◆ **What the exercise asks**: Reproduce each line below without any alteration.
==== Data shown
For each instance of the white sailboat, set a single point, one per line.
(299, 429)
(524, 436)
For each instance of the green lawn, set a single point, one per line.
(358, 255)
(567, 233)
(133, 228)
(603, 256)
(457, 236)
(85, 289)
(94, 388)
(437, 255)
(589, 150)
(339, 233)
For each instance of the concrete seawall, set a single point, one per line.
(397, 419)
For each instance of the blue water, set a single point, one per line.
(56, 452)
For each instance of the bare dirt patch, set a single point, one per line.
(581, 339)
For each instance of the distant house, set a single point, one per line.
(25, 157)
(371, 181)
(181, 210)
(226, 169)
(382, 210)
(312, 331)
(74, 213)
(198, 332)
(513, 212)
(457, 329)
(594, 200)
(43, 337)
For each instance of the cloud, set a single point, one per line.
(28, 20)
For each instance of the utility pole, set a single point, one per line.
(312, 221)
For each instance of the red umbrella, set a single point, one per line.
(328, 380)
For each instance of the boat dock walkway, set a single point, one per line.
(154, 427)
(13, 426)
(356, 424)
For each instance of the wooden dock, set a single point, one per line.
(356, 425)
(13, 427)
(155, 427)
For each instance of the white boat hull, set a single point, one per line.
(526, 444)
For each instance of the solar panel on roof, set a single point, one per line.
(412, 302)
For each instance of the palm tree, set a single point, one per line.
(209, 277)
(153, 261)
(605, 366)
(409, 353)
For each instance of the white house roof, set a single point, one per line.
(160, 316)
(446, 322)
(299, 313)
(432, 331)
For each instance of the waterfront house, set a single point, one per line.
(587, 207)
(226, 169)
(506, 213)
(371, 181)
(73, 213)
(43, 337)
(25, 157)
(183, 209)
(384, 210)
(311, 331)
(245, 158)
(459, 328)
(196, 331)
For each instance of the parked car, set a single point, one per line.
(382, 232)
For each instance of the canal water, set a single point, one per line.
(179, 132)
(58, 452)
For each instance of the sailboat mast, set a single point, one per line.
========
◆ **Result of the exercise**:
For each instance of the white sailboat, set a single point, one per line.
(299, 429)
(524, 436)
For each instance of the green lawn, set a single point, one per line.
(358, 255)
(567, 233)
(133, 228)
(603, 256)
(457, 236)
(85, 289)
(94, 388)
(437, 255)
(589, 150)
(339, 233)
For each instance of the concrete seawall, set a single point, one per line.
(397, 419)
For each instance of the blue water, set a single point, one per line.
(56, 452)
For each instance of the bare dirt patch, set a single point, one per line.
(581, 339)
For each instance of the distant house, set a single point, one per line.
(25, 157)
(371, 181)
(181, 210)
(226, 169)
(382, 210)
(312, 331)
(74, 213)
(198, 332)
(513, 212)
(457, 329)
(594, 200)
(43, 337)
For each instance of the cloud, set a single point, one per line.
(28, 20)
For each instance of the utility pole, set a single point, one per line.
(312, 221)
For each instance of the red umbrella, set a single point, one per line.
(328, 380)
For each instance of the boat dock walkway, set a single point, one per line.
(154, 427)
(13, 426)
(356, 424)
For each instance of the wooden dock, set a single point, one per line.
(356, 425)
(13, 427)
(155, 427)
For each instance of the white boat hull, set a single point, one per line.
(526, 444)
For each instance of the solar panel on roof, set a single point, one per line.
(412, 302)
For each instance of the palm tree, set a single point, one per line.
(209, 277)
(153, 261)
(605, 366)
(409, 353)
For each instance of the white house roof, set a single point, one per line.
(160, 316)
(446, 322)
(299, 313)
(432, 331)
For each instance of the waterfront house, set a single point, one per line.
(587, 207)
(226, 169)
(506, 213)
(371, 181)
(73, 213)
(43, 337)
(25, 157)
(183, 209)
(384, 210)
(311, 331)
(245, 158)
(459, 328)
(196, 331)
For each instance of the parked car, set a single point, one per line.
(382, 232)
For each instance of the canal water, set a single point, one per line.
(179, 132)
(58, 452)
For each instance of the sailboat mast, set a single point, one per line.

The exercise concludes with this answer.